Saved dataset items:
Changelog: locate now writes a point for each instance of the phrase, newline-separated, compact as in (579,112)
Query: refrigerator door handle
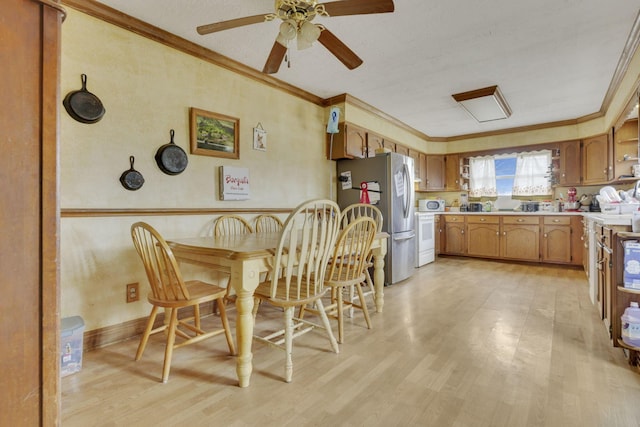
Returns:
(407,237)
(407,191)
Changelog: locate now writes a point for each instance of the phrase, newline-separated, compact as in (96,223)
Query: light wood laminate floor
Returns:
(464,342)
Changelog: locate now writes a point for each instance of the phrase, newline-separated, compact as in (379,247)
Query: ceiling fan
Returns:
(296,16)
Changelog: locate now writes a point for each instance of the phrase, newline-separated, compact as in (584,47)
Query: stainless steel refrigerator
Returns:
(389,179)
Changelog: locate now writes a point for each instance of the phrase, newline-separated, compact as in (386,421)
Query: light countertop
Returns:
(603,218)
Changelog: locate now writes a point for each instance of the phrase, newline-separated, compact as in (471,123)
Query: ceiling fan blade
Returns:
(233,23)
(275,58)
(358,7)
(339,49)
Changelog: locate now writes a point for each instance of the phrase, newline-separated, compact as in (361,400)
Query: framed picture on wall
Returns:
(213,134)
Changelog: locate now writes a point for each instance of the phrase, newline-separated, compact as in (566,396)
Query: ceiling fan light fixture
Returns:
(288,30)
(484,105)
(308,34)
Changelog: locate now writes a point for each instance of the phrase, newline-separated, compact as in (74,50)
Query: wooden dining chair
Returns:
(224,226)
(231,224)
(267,223)
(171,292)
(347,271)
(350,213)
(299,269)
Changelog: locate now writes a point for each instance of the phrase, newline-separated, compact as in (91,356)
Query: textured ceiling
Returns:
(552,59)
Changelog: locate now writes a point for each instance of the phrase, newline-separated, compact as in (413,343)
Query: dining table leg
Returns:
(378,273)
(245,276)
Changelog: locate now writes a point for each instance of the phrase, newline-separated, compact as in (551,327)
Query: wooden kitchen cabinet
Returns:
(435,173)
(401,149)
(452,172)
(349,143)
(625,147)
(374,142)
(556,239)
(454,235)
(570,164)
(415,155)
(422,160)
(483,236)
(438,225)
(596,160)
(520,238)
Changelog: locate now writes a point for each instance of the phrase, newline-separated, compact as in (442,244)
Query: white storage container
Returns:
(71,345)
(629,207)
(631,325)
(610,208)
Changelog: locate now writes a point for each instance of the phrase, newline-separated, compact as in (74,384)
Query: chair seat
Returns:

Stated task:
Rewrite all of the lines above, renaming "Returns" to "Output" everywhere and keeping the rest the same. Omit the pictures from your answer.

Solution for this task:
Changelog: locate now writes a point for each instance of the phrase, newline-separated, compact as in (579,112)
Query: refrigerator door handle
Output:
(407,237)
(407,191)
Changelog: locate now writes a point for each instance of the phrase, newline-separated, compact as in (96,223)
Query: light wood laminate floor
Output:
(464,342)
Changelog: locate now writes a point for each instance of the phrase, newline-separated, compact as in (379,247)
Query: ceiling fan
Output:
(296,16)
Changelog: locate now writes a point for each instance of the phrase, newline-separated, compact as in (584,47)
Query: stainless steel refrigerator
Output:
(389,179)
Changelog: locate now writes a point for each instance of the phrase, newline-separated, compact as in (386,421)
Query: light countertop
Output:
(603,218)
Changelog: locate now writes a point for each instance of the phrase, newline-separated, compact as in (471,123)
Query: ceiling fan blade
Output:
(233,23)
(275,58)
(358,7)
(339,49)
Changelog: locate now writes a point for each instance of the phrase, newline-separated, compact as in (361,400)
Query: framed picture on wall
Output:
(213,134)
Changelog: locate now writes a point for each instance of the phrase, newline-separated, compact as in (566,396)
Query: ceiling fan light fixture
Output:
(288,30)
(484,105)
(308,34)
Changelog: locate now writes a point for each instance of the phrase, newline-separated, compact as in (74,50)
Query: wooden dining chair
Output:
(224,226)
(231,224)
(267,223)
(171,292)
(347,271)
(350,213)
(299,269)
Changelog: locate now writes a point for each instance of the phrase, newline-separated, compact as in (91,356)
Query: textured ceiling
Output:
(552,59)
Changelog: locate now writes a point for each instance of the phrase, newline-separated, compact as in (413,343)
Query: dining table leg
Output:
(378,273)
(245,276)
Changelog: locate now writes a point for each instance of the phrase, newline-separated, compact as in (551,327)
Query: wooden kitchen cabinet
Output:
(435,173)
(401,149)
(452,172)
(349,143)
(625,147)
(374,142)
(556,239)
(454,235)
(570,164)
(415,155)
(422,160)
(483,236)
(438,225)
(596,160)
(520,238)
Changelog: locate now writes a point for each instance of the phrase, newline-separated, compact as in (442,244)
Query: white storage container
Output:
(71,345)
(629,207)
(631,325)
(610,208)
Changelog: locate now writes a point for each instance of the phrase, newline-separated, compact as in (74,384)
Query: chair seat
Output:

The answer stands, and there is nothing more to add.